* _WORK INSTRUCTION_
In the listing beneath this line, copy exactly the lines starting with the one containing "of the camera" and going on through the one containing "of the limestone".

* _EXTRACTED INFORMATION_

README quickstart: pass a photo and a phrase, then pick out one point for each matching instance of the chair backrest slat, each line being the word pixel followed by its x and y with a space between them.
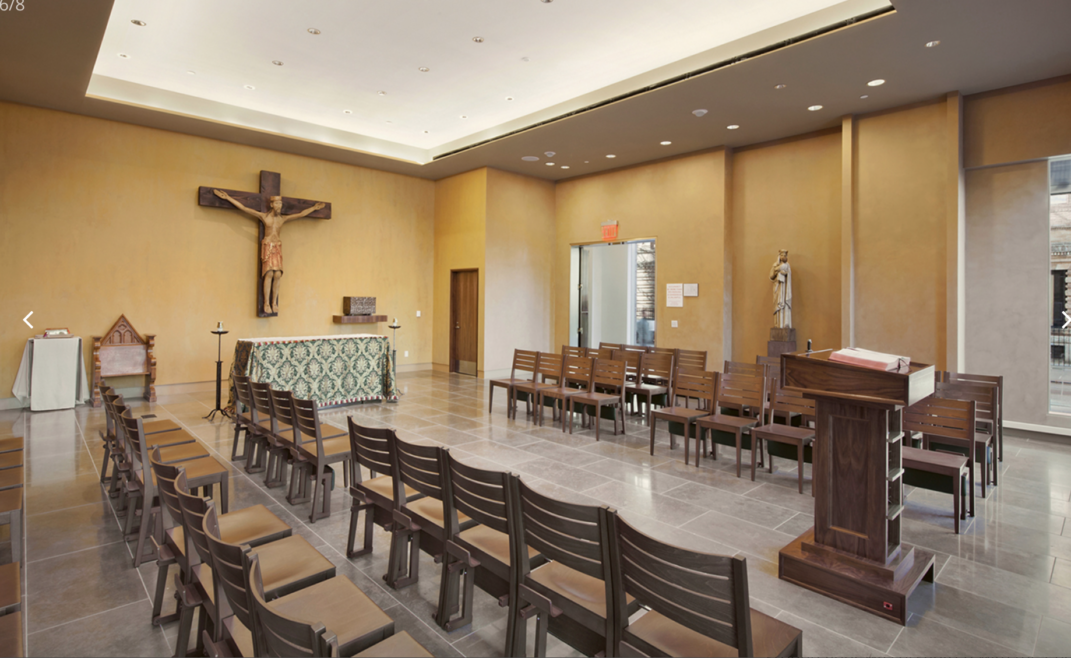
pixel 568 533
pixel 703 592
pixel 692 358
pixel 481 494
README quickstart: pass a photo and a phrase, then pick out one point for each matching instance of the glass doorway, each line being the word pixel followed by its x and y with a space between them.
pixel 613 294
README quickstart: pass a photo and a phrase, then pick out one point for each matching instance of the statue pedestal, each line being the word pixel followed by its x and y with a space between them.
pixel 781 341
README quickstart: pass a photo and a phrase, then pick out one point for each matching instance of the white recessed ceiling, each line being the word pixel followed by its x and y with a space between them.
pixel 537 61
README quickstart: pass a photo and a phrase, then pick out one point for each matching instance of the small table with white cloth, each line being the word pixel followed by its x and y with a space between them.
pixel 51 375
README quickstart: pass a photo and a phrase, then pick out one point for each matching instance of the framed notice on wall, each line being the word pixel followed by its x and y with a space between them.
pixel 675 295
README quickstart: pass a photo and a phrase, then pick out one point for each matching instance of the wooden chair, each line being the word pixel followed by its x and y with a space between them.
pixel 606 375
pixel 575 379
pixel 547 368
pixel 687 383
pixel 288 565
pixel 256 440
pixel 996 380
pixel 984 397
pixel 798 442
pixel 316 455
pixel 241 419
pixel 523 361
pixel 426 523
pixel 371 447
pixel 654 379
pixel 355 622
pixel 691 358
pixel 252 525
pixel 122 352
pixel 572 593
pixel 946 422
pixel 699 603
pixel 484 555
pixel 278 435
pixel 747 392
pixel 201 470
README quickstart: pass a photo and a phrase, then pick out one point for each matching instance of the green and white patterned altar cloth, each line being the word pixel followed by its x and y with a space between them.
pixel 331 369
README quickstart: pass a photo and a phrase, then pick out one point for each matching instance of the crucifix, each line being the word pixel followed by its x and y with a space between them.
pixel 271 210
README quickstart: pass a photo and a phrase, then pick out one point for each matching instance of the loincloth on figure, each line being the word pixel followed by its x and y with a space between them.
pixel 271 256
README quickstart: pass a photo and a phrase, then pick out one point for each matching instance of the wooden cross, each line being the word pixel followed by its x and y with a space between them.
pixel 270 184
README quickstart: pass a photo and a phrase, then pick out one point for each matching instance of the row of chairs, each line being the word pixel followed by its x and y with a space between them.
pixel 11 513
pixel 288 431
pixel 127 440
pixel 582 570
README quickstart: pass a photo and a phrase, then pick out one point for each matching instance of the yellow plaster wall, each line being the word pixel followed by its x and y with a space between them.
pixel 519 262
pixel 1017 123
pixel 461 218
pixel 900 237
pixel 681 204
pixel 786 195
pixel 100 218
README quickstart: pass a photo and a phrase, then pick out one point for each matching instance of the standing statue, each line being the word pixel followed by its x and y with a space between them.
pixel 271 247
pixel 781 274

...

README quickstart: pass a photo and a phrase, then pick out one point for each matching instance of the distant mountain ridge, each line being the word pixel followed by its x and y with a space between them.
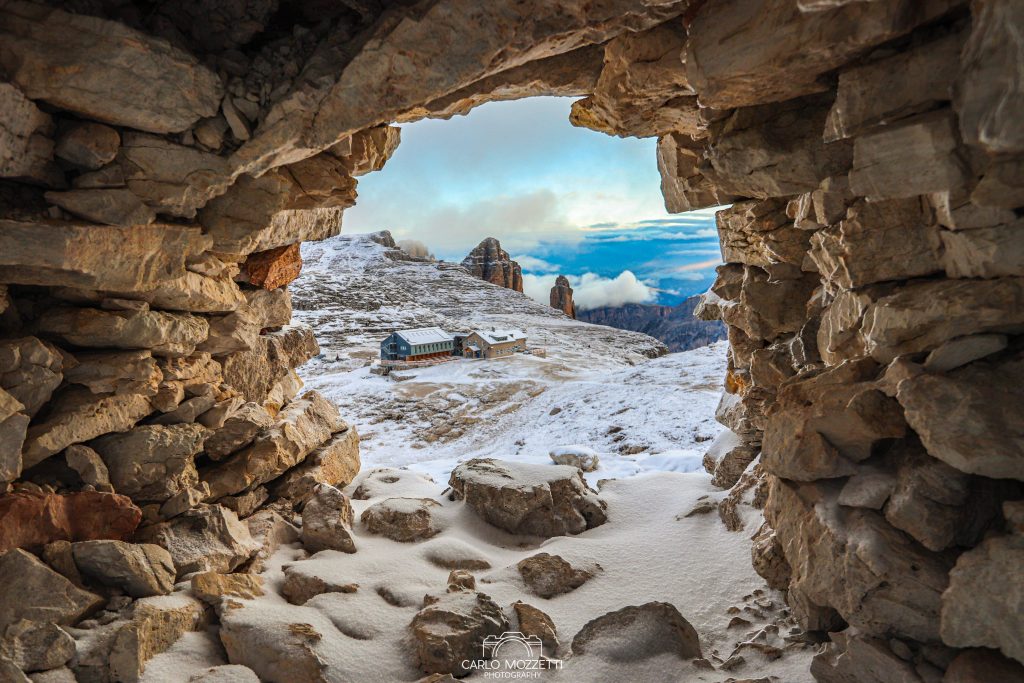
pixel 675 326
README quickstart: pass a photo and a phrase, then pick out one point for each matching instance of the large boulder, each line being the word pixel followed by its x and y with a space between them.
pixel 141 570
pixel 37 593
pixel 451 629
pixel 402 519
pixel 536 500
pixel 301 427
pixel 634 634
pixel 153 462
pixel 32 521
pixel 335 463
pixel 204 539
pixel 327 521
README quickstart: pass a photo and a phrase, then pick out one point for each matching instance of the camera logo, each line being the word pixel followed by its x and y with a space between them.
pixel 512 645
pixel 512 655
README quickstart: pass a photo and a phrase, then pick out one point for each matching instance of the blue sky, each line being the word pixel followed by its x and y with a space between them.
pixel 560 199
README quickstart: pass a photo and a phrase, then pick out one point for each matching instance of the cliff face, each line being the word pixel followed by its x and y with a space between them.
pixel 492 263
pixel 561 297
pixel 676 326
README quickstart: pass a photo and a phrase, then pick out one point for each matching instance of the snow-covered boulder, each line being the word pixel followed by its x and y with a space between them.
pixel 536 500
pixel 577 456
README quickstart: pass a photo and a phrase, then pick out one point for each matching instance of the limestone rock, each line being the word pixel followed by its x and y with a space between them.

* _RESULT FOR THIS EXERCISE_
README quickstart: pass a photo and a phrase, then pick out one point for each matching instance of the camera logo, each line being the word pixel followed by its x and y with a space between them.
pixel 512 645
pixel 512 655
README quickstart: pass a photo and a phrase, then pick out one point for each matching instance of the blue sky, each line being the word pixel followed by its x and y with a space between them.
pixel 560 199
README quickstart: pass a photo and a phrase, then pick out one point for each matching instance of the cliff face, each line being the word pixel followed by its x and y with a space between them.
pixel 492 263
pixel 561 297
pixel 676 326
README quickstart: pass a photo and a phrase, then pick out one point for each matching instance of the snow-covered boulder, each line being the word pixel followed by its x and y with a space between them.
pixel 536 500
pixel 577 456
README quickstart: pass a photo and a phrase, then pick out one point for each matching instance of the limestone rock, each line being the word pixel followed by its x and y with a space between them.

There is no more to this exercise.